What you are asked to do
Select and copy every line in the listing below that contains the string "marsh". Case counts.

--

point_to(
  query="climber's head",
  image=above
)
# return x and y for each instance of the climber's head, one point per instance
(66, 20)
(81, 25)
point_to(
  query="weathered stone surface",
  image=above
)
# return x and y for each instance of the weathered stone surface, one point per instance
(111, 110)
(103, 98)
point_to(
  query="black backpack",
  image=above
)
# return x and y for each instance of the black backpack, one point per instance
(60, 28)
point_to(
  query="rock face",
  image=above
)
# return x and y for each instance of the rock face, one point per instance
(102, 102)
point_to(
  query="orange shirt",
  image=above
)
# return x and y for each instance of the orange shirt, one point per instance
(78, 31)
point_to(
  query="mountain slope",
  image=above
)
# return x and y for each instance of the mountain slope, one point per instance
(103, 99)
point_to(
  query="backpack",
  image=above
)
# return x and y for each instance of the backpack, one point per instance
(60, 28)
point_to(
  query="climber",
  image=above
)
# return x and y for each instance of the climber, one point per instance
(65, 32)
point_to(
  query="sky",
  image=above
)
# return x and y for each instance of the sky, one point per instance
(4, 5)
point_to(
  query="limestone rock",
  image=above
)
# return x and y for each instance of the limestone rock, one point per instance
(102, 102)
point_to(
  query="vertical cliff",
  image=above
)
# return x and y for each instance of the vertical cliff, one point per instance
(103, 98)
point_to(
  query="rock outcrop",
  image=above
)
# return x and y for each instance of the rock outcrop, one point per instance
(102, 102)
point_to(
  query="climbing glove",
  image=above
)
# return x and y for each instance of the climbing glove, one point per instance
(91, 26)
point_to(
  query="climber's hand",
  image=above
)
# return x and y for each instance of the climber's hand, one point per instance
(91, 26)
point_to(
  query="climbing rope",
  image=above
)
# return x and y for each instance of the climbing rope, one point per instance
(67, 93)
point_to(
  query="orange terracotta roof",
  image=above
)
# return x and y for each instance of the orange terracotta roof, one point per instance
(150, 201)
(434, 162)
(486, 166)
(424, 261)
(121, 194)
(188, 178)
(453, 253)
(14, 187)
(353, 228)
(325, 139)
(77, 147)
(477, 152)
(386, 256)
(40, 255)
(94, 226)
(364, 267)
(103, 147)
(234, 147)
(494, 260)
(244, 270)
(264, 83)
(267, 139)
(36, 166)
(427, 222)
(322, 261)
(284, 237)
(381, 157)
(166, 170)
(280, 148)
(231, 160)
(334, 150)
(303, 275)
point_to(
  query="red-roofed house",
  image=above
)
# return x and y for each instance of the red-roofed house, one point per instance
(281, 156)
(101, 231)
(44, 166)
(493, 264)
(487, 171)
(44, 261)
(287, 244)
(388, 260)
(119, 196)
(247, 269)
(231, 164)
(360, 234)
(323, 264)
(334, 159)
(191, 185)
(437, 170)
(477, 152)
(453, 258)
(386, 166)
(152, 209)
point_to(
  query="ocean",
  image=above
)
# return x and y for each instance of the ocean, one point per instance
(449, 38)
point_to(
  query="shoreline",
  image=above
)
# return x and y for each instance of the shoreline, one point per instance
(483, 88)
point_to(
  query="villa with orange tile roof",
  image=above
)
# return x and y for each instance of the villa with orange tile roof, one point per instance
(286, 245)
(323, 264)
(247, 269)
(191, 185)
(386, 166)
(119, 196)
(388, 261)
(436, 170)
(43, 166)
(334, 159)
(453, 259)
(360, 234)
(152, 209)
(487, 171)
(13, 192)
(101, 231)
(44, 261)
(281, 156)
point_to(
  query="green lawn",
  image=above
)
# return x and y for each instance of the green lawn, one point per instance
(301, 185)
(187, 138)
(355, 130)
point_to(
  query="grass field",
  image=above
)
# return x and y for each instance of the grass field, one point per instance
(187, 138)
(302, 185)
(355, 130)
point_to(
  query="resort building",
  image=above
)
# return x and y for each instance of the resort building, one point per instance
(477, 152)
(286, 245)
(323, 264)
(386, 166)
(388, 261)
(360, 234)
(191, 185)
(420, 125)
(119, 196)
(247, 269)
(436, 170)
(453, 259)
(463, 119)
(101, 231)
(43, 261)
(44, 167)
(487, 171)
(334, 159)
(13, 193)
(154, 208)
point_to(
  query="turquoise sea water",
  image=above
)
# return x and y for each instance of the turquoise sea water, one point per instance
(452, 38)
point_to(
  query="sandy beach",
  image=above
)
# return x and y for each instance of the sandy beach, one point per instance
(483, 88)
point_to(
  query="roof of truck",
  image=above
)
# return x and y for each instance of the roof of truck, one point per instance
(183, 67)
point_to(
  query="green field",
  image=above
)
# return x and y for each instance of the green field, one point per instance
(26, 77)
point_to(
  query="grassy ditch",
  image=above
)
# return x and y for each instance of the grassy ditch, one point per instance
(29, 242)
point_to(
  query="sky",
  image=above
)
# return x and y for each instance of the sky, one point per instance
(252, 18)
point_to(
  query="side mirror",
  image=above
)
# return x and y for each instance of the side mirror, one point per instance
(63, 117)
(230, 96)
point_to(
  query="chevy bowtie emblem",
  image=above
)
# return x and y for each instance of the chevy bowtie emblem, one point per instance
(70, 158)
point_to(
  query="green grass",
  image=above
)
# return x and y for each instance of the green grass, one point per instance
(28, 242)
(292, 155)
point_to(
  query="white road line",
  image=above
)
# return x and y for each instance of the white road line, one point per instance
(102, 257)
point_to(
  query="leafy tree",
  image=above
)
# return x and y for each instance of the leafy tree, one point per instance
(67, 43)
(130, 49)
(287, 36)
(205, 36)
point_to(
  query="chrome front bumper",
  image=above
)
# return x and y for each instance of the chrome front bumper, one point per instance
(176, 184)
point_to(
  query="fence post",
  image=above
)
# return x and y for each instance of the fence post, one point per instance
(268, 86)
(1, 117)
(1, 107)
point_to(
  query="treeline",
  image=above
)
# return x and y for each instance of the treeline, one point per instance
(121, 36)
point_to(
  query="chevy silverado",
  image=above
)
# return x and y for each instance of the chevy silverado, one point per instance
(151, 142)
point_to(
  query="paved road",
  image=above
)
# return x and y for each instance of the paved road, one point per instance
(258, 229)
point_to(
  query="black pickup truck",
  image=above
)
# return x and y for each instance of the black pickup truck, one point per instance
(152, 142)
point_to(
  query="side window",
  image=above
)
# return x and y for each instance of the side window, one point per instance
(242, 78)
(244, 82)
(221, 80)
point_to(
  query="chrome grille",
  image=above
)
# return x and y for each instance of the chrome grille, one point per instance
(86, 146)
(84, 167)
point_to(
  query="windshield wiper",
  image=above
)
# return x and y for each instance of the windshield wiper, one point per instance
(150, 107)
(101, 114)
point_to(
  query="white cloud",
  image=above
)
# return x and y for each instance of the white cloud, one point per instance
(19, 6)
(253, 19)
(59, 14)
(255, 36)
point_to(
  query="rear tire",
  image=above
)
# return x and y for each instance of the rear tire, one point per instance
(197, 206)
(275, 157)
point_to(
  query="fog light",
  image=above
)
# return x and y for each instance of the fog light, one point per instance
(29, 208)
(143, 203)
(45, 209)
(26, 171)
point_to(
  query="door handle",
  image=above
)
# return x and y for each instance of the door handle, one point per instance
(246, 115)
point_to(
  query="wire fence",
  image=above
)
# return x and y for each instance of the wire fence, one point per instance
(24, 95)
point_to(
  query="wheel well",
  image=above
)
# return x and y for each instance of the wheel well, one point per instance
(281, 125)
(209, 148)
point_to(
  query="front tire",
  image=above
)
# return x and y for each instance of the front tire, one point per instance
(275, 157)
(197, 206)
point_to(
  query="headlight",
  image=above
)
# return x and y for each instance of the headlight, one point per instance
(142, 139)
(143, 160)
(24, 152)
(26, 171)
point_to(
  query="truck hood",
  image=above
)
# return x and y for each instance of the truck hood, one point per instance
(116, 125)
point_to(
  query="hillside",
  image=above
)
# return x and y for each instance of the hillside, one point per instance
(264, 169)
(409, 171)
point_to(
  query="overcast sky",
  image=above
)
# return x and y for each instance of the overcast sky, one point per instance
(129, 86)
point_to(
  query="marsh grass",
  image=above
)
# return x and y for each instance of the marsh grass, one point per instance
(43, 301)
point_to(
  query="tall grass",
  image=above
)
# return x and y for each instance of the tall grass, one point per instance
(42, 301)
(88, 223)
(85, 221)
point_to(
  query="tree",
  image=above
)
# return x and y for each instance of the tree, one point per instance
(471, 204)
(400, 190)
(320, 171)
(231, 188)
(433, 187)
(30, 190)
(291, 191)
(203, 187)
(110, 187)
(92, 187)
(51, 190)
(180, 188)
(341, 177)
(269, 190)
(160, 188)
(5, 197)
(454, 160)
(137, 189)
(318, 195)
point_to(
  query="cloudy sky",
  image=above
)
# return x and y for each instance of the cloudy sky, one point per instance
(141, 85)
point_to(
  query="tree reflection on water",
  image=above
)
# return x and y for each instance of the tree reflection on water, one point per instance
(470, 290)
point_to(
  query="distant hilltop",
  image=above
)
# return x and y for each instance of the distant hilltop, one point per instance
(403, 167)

--

Correct response
  query="marsh grass",
# return x and y for each instance of the marsh grass, one point per instance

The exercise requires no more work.